Turn the records below into a numbered list with no blank lines. Leave out the pictures.

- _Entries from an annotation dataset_
▬▬▬▬▬▬

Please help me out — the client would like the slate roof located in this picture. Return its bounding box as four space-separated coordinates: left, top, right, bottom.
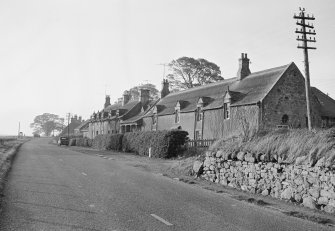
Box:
59 121 81 136
103 103 122 111
75 120 90 131
311 87 335 117
157 63 295 115
121 99 159 124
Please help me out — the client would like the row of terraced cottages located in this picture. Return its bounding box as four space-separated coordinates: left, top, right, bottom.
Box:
88 54 335 139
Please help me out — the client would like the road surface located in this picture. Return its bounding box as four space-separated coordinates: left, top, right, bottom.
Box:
0 139 331 231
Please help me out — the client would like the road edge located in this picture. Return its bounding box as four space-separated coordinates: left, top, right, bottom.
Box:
0 141 27 194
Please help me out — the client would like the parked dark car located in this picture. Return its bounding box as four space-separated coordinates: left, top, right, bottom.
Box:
58 136 69 146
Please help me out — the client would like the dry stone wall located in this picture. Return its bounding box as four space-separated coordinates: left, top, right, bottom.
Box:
202 150 335 213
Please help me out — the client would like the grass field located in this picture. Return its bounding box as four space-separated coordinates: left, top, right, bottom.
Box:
211 128 335 165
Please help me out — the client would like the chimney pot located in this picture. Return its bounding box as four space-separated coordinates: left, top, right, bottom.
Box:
122 91 131 106
237 53 251 80
161 79 170 99
104 95 111 108
140 88 150 105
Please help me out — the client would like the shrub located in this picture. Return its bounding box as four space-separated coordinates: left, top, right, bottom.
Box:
210 129 335 165
92 134 123 151
75 137 92 147
69 138 76 146
122 130 188 158
106 134 123 151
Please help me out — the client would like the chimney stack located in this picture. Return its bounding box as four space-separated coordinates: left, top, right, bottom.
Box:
237 53 251 80
161 79 170 99
122 91 131 106
104 95 111 108
140 88 150 106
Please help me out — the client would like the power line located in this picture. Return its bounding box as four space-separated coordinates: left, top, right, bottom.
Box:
157 63 169 79
293 8 316 130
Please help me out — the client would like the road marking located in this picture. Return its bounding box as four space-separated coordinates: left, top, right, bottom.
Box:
150 214 173 226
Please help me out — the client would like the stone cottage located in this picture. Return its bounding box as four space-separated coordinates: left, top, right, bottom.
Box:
88 89 155 138
90 54 335 139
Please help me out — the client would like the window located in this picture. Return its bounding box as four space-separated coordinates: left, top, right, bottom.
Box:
152 113 157 125
196 107 202 121
195 130 201 140
223 103 230 119
174 109 180 124
281 114 288 124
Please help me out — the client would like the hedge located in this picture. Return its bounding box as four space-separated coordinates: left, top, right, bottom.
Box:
122 130 188 158
76 138 93 147
93 134 123 151
69 138 76 146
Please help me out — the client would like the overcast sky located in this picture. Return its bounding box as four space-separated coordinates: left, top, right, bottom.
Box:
0 0 335 135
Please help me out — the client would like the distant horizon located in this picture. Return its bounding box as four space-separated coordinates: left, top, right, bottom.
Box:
0 0 335 135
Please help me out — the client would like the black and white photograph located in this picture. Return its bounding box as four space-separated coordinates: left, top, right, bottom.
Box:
0 0 335 231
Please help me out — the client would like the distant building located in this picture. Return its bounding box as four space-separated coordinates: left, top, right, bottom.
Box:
59 115 83 136
74 120 90 137
89 54 335 139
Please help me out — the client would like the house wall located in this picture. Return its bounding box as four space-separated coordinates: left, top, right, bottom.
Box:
141 117 152 131
203 105 260 139
157 112 195 139
88 120 119 139
157 114 177 130
262 66 321 128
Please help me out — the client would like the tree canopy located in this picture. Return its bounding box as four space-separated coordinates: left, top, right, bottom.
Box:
166 57 223 91
30 113 64 136
128 83 159 99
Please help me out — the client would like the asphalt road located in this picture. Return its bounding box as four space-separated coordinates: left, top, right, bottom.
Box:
0 139 331 231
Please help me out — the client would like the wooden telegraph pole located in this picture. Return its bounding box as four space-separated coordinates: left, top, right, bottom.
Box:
293 8 316 130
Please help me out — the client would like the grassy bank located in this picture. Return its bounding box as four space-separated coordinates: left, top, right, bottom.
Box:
0 139 29 192
211 129 335 165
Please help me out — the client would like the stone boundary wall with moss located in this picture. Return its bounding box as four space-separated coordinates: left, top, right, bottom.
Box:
201 150 335 214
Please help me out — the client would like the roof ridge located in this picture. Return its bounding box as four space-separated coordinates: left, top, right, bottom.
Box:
261 62 295 101
246 62 294 78
166 62 294 97
166 77 236 97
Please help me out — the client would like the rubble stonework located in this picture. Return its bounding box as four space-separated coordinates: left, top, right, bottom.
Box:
202 150 335 213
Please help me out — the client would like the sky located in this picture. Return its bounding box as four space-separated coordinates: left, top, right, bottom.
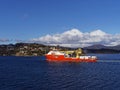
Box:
0 0 120 47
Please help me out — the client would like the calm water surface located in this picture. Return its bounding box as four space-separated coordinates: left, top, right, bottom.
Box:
0 54 120 90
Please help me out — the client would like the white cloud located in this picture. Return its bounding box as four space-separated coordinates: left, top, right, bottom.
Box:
30 29 120 47
0 38 10 42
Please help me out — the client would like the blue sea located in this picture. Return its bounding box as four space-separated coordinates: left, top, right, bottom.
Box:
0 54 120 90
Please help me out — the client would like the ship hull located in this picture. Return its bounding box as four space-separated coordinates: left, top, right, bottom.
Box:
45 55 97 62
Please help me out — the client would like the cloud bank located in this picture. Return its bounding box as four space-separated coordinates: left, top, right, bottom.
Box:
30 29 120 47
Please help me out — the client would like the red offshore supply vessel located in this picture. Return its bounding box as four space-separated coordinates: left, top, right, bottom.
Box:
45 49 97 62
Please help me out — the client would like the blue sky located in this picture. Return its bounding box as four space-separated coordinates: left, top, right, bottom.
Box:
0 0 120 46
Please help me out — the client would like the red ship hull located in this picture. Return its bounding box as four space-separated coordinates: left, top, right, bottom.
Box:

▬▬▬▬▬▬

- _COMPLETED TASK_
1. Please help me out — the client would like the slate roof located in this picture. Return its bounding box as four space-separated coordinates: left, top, right, bottom.
2. Box:
3. 59 121 81 136
4. 103 103 122 111
5. 75 120 90 131
6. 311 87 335 117
7. 157 63 295 115
8. 121 99 159 124
9. Please help me out — the client would like the row of terraced cottages located in this picture. Return its bounding box as four space-separated coordinates: left, top, right, bottom.
10. Box:
11. 88 54 335 139
12. Please help me out — the client would like the road surface located in this picture. Return its bounding box as four space-separated coordinates: left, top, right, bottom.
13. Box:
14. 0 139 331 231
15. Please help me out — the client would like the road edge located in this picture. Return its bounding box as four space-separated coordinates: left, top, right, bottom.
16. Box:
17. 0 141 27 194
18. Please help me out — the client would like the parked dark car located in this picture. Return its bounding box as four space-separated coordinates: left, top, right, bottom.
19. Box:
20. 58 136 69 146
21. Please help me out — the client would like the dry stone wall located in this picture. Return its bounding box as four space-separated coordinates: left, top, right, bottom.
22. Box:
23. 202 150 335 213
24. Please help me out — the client would like the grass field located in this picture. Return its bounding box as four space-separated coordinates: left, top, right, bottom.
25. Box:
26. 211 128 335 165
27. Please help me out — the client would like the chimney pot located in this picture. Return its bounding box as four space-separated coordinates: left, top, right, bottom.
28. Box:
29. 122 91 131 106
30. 237 53 251 80
31. 161 79 170 99
32. 104 95 111 108
33. 140 88 150 105
34. Please help me out — the client would like the shrub located in this picture. Return its bounding box as four space-separated coordinates: left, top, right, bottom.
35. Box:
36. 210 129 335 165
37. 92 134 123 151
38. 75 137 92 147
39. 69 138 76 146
40. 122 130 188 158
41. 106 134 123 151
42. Please help me out — the client would like the chimney stack located in this picture. Return its bounding box as four space-separated coordinates: left, top, right, bottom.
43. Box:
44. 237 53 251 80
45. 161 79 170 99
46. 122 91 131 106
47. 104 95 111 108
48. 140 88 150 106
49. Please help me out — the client would like the power line located in this picture. Return its bounding box as four space-separated coordinates: left, top, right, bottom.
50. Box:
51. 157 63 169 79
52. 293 8 316 130
53. Please help me out — the client would like the road marking located in this picture. Return its bounding box as four space-separated coordinates: left, top, right, bottom.
54. Box:
55. 150 214 173 226
56. Please help me out — the client would like the stone cottage located in this picture. Return its bounding box as four space-separated coordinates: left, top, right, bottom.
57. Box:
58. 88 89 155 138
59. 90 54 335 139
60. Please help me out — the client would like the window located in this picture. Return its bounding box as four space-separated coordinates: left, top, right, bottom.
61. Box:
62. 152 113 157 125
63. 196 107 202 121
64. 195 130 201 140
65. 223 103 230 119
66. 174 109 180 124
67. 281 114 288 124
68. Please help me out — the client would like the hedge located in this picture. Return its bounding box as four space-separated coordinates: left, top, right, bottom.
69. Box:
70. 122 130 188 158
71. 76 138 93 147
72. 93 134 123 151
73. 69 138 76 146
74. Please help me out — the client would like the overcast sky located in this picture. Return its bounding box as four space-separated coordinates: left, top, right, bottom.
75. Box:
76. 0 0 335 135
77. Please help me out — the client would like the distant horizon located in this picture. Return its bounding box as four space-separated coordinates: left, top, right, bottom.
78. Box:
79. 0 0 335 135
80. Please help me out — the client would like the black and white photograph located in this picture. Return its bounding box as four space-separated coordinates: left, top, right, bottom.
81. Box:
82. 0 0 335 231
83. Please help me out — the client would like the distant building located in this picture. Return its bounding box as four space-separated coordinates: left, top, right, bottom.
84. Box:
85. 59 115 83 136
86. 74 120 90 137
87. 89 54 335 139
88. Please help me out — the client would like the house wall located in this picture. Return its bounding box as four space-separated coordinates: left, top, right, bottom.
89. Box:
90. 141 117 152 131
91. 203 105 260 139
92. 157 112 195 139
93. 88 120 119 139
94. 157 114 177 130
95. 262 66 321 128
96. Please help me out — the client would like the tree canopy located in this picture. Return its bounding box as four space-separated coordinates: left, top, right, bottom.
97. Box:
98. 166 57 223 91
99. 30 113 64 136
100. 128 83 159 99
101. Please help me out — the client would like the asphalt road located in this picture. Return its bounding box as four space-separated coordinates: left, top, right, bottom.
102. Box:
103. 0 139 331 231
104. Please help me out — the client would like the wooden telegraph pole located in this picture. Return its bounding box as four space-separated coordinates: left, top, right, bottom.
105. Box:
106. 293 8 316 130
107. Please help me out — the client would like the grassy bank located in this picture. Return its bounding box as four space-separated coordinates: left, top, right, bottom.
108. Box:
109. 0 139 29 192
110. 211 129 335 165
111. Please help me out — the client would like the stone boundary wall with moss located in this picture. Return its bounding box as four space-separated coordinates: left, top, right, bottom.
112. Box:
113. 201 150 335 214
114. Please help me out — the client would like the roof ridge located in this picture. Return its bounding box as four space-separated coordinates: left, top, right, bottom.
115. Box:
116. 261 62 295 101
117. 246 62 294 78
118. 166 62 294 97
119. 166 77 236 97
120. Please help me out — the client would like the rubble stonework located in this picture. Return its bounding box as four space-separated coordinates: left, top, right, bottom.
121. Box:
122. 202 150 335 213
123. Please help me out — the client would like the sky located in this picture. Return its bounding box as four space-separated coordinates: left, top, right, bottom.
124. Box:
125. 0 0 120 47
126. Please help me out — the client would like the calm water surface located in this picture. Return its bounding box as four space-separated coordinates: left, top, right, bottom.
127. Box:
128. 0 54 120 90
129. Please help me out — the client would like the white cloud located in this picture. Return its bounding box as four space-separated coordinates: left, top, right, bottom.
130. Box:
131. 30 29 120 47
132. 0 38 10 42
133. Please help me out — the client would like the blue sea located in this picture. Return its bounding box as four space-separated coordinates: left, top, right, bottom.
134. Box:
135. 0 54 120 90
136. Please help me out — the client would like the ship hull located in this picture. Return its bounding box as four space-separated coordinates: left, top, right, bottom.
137. Box:
138. 45 55 97 62
139. Please help me out — the client would like the cloud bank located in this picture. Return its bounding box as four space-separated coordinates: left, top, right, bottom.
140. Box:
141. 30 29 120 47
142. Please help me out — the client would like the red offshore supply vessel located in this picture. Return its bounding box as four space-separated coordinates: left, top, right, bottom.
143. Box:
144. 45 49 97 62
145. Please help me out — the client would like the blue sky located in this picture. Return its bounding box as four space-separated coordinates: left, top, right, bottom.
146. Box:
147. 0 0 120 46
148. Please help me out — the client would like the red ship hull located in this picture. Return its bounding box as four space-separated coordinates: left, top, right, bottom.
149. Box:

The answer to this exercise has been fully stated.